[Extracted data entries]
## BEGIN

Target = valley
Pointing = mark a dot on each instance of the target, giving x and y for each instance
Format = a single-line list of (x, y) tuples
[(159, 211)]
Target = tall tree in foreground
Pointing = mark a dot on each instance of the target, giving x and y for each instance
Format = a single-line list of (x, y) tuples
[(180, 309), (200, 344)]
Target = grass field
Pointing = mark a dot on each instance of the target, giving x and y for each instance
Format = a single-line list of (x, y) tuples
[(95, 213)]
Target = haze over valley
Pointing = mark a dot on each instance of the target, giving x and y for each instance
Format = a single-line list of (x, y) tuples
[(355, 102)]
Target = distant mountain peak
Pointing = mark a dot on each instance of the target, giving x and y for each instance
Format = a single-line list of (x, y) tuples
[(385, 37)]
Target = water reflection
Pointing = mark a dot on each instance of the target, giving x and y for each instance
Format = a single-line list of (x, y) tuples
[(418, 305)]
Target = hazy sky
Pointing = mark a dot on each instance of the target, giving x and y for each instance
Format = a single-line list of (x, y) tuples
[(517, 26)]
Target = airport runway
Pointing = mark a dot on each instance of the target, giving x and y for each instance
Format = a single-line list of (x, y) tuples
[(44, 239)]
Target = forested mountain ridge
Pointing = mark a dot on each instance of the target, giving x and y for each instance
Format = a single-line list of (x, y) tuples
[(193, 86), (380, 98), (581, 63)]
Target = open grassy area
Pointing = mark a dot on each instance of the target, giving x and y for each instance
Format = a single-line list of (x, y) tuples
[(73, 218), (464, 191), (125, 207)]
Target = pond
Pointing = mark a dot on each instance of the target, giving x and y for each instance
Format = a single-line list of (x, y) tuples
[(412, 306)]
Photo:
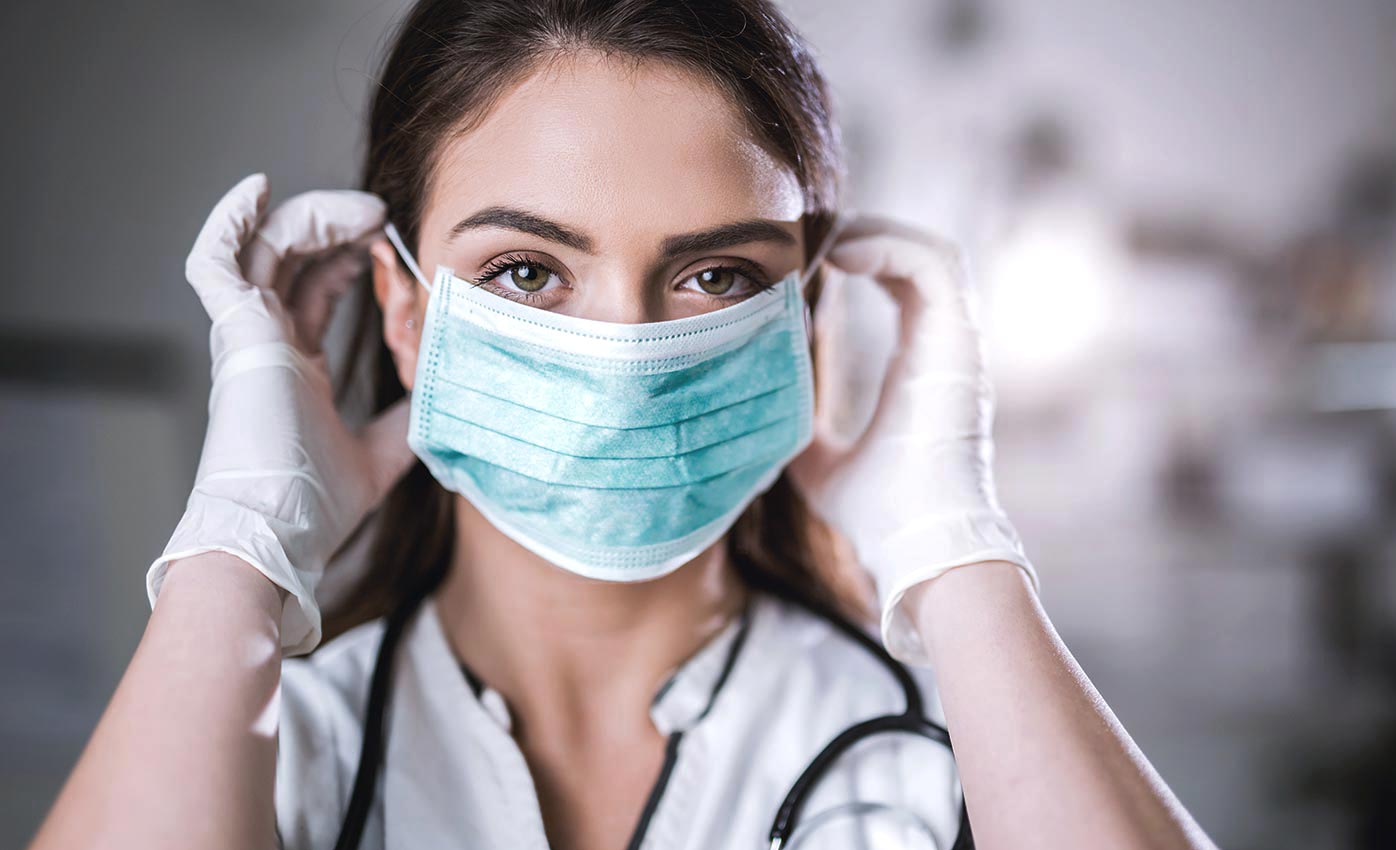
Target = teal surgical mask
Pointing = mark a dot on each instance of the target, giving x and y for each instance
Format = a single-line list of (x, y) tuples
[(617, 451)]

## END
## BEGIN

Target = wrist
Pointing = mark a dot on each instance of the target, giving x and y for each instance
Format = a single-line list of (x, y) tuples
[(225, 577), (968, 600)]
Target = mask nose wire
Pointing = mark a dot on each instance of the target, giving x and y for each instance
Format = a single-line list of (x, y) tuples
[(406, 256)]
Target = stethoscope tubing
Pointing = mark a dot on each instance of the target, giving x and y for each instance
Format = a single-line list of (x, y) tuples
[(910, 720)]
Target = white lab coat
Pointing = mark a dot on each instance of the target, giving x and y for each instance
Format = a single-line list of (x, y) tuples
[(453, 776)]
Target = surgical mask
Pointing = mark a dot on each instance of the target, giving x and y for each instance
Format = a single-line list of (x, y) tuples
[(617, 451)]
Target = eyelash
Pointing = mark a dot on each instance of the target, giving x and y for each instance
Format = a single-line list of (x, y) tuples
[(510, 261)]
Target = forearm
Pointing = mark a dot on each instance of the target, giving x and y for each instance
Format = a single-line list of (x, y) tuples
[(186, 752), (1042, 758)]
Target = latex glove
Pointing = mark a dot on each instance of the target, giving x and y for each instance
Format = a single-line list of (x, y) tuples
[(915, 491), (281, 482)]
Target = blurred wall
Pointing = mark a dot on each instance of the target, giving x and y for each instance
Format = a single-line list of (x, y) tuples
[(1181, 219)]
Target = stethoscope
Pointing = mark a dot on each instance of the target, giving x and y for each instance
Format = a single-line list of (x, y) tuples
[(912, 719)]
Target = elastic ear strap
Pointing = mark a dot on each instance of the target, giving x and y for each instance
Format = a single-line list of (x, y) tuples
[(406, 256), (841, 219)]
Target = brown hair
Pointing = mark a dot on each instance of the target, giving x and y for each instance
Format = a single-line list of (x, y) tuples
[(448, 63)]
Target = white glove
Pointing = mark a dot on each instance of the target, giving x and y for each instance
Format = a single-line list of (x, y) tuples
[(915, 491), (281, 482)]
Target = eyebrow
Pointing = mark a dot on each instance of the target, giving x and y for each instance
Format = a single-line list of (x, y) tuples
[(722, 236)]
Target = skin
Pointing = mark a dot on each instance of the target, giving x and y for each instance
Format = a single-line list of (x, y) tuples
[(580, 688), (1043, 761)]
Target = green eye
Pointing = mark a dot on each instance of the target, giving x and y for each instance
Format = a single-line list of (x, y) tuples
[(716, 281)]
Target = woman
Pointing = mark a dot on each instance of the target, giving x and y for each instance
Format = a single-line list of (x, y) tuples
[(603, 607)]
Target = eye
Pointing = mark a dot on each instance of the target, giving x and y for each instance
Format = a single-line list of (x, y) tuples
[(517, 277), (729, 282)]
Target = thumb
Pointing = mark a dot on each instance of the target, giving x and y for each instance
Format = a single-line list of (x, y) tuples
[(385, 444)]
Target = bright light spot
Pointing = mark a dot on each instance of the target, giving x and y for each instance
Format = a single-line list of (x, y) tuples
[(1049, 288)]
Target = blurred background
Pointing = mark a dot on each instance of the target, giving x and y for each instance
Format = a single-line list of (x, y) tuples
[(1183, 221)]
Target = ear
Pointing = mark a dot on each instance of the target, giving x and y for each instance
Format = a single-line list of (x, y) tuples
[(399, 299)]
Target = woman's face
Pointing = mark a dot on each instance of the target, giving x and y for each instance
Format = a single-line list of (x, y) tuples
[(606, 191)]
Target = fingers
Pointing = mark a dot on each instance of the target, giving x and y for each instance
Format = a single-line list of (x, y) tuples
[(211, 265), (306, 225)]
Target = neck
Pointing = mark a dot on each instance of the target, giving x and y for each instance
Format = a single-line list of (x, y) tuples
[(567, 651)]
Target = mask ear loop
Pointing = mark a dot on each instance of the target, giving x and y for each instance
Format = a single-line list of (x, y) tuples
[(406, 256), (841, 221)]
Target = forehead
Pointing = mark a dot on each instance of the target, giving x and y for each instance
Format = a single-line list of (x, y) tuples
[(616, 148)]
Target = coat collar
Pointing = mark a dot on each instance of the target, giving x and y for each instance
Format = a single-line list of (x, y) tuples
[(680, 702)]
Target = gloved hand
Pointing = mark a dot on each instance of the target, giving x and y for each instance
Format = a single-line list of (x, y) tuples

## END

> Instruction:
Copy out, without any change, the lines of the records beginning with the line that contains "Target = valley" and continuing through the line that contains "[(159, 211)]".

> Written response:
Target = valley
Pointing = mark a dot on each instance of the target, giving x and y for each instance
Format = a single-line list of (x, y) tuples
[(159, 211)]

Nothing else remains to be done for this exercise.